[begin Provided information]

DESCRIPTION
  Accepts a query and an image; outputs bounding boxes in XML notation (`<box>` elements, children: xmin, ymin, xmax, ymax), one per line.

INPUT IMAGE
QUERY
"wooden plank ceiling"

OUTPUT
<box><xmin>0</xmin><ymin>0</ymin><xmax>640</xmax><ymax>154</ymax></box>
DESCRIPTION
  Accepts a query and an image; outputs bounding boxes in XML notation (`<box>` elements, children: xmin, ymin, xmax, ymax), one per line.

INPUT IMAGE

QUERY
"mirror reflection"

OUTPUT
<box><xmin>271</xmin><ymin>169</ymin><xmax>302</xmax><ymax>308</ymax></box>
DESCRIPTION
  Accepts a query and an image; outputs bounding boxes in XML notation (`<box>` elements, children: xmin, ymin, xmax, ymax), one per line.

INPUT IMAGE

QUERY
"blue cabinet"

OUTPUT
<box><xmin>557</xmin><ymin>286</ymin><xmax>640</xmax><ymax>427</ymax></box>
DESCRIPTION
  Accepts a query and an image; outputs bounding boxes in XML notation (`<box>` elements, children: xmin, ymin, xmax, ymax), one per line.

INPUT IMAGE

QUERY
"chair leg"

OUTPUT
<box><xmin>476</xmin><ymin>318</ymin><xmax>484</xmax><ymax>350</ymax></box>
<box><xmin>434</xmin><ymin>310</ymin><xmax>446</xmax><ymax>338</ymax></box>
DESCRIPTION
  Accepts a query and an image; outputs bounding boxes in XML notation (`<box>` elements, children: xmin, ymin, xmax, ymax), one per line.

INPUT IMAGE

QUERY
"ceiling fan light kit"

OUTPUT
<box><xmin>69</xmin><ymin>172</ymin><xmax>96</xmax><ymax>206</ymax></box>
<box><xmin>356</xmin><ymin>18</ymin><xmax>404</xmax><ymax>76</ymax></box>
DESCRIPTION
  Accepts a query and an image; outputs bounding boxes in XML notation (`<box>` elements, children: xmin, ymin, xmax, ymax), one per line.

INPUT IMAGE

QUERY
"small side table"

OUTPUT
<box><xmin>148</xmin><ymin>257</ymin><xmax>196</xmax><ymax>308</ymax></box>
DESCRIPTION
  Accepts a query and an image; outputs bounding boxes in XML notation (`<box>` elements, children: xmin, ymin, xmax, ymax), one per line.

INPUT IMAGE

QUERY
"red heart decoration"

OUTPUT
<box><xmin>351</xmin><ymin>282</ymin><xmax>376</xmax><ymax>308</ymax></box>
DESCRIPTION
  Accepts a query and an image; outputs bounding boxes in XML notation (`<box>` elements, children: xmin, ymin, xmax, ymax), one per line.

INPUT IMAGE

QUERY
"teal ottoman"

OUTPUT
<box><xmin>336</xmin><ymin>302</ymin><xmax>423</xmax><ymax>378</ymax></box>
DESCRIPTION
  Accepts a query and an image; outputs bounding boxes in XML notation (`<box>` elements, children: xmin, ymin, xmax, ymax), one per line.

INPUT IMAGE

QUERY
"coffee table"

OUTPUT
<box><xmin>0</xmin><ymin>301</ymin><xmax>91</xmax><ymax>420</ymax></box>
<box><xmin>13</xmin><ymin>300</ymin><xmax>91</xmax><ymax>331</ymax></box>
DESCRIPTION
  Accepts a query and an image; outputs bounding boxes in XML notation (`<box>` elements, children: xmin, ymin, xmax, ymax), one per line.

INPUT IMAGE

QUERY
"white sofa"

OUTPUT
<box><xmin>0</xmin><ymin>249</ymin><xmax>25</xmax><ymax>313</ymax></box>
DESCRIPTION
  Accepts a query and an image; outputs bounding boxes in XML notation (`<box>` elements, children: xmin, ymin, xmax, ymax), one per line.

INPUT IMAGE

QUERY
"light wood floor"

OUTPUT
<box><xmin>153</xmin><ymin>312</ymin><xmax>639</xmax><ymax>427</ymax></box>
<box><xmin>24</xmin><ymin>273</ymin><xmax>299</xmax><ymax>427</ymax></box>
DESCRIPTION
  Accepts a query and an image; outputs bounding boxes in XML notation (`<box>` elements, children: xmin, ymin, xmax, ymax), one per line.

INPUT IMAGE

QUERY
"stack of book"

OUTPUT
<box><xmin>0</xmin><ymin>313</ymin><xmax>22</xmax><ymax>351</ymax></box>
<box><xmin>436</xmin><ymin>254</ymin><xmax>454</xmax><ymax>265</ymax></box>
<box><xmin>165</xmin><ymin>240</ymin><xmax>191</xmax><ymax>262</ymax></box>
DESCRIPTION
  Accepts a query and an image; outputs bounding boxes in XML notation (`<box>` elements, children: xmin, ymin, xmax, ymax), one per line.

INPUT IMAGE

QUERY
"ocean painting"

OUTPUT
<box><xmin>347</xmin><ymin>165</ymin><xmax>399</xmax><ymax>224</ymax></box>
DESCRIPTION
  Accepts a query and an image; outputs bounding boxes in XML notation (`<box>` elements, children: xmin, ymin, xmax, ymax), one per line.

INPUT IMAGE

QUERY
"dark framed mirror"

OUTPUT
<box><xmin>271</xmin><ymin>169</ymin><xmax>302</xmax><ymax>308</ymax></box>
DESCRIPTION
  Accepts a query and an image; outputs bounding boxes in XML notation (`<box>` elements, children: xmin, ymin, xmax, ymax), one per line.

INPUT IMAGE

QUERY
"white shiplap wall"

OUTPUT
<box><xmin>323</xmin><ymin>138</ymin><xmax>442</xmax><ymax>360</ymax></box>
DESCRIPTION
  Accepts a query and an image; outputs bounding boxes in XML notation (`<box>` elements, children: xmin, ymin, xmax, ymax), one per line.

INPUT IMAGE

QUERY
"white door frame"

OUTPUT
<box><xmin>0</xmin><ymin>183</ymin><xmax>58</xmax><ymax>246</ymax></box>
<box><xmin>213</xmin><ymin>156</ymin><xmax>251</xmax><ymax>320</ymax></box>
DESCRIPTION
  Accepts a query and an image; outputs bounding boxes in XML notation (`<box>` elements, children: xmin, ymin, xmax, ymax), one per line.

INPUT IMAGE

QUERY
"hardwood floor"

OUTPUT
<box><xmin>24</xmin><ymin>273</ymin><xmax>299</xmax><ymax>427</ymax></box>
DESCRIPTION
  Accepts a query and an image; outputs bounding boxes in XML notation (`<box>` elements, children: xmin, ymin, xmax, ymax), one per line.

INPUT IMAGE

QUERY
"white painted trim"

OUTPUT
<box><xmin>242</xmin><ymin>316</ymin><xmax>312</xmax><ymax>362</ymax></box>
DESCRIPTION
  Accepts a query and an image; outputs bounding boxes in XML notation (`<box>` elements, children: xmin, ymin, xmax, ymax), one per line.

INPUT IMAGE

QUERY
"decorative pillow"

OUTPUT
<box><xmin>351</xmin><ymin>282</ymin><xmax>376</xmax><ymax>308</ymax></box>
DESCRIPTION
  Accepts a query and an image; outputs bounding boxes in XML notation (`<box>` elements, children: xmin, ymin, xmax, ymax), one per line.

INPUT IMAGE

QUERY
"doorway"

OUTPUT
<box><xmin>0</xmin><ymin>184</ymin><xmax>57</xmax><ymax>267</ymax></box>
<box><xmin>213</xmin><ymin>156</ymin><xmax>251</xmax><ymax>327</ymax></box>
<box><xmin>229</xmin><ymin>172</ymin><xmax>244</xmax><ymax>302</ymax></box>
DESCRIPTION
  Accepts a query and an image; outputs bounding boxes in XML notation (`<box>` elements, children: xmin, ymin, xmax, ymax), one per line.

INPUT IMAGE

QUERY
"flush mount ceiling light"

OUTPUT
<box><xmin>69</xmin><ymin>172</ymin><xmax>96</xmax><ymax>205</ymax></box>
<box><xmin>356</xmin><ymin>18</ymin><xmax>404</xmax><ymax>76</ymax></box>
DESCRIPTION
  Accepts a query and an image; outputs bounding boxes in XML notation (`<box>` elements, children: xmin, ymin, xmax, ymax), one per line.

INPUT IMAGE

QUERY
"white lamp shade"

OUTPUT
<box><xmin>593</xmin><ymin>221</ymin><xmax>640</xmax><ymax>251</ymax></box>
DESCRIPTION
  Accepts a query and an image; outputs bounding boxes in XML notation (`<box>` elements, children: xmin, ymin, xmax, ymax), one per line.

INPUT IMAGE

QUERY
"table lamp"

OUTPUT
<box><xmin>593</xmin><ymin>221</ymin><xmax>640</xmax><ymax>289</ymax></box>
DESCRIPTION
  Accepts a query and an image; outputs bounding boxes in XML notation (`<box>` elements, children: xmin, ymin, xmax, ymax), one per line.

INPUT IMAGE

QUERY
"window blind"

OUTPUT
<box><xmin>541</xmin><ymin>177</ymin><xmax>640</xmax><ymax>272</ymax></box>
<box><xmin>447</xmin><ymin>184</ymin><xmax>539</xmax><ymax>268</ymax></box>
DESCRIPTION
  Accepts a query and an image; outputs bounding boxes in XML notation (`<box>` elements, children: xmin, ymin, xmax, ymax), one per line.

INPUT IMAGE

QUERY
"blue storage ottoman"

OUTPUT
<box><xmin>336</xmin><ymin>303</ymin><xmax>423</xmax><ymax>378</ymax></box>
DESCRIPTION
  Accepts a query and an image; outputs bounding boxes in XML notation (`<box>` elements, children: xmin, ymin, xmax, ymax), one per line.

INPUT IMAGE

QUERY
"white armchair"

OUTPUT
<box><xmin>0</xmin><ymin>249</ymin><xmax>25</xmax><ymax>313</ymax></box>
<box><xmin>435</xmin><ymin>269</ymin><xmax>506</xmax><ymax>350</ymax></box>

[end Provided information]

Work instructions
Count the lines in the material above that contain the string "ceiling". Treat uppercase and lowercase letters as distinct, and state only the resulting number.

Reply
3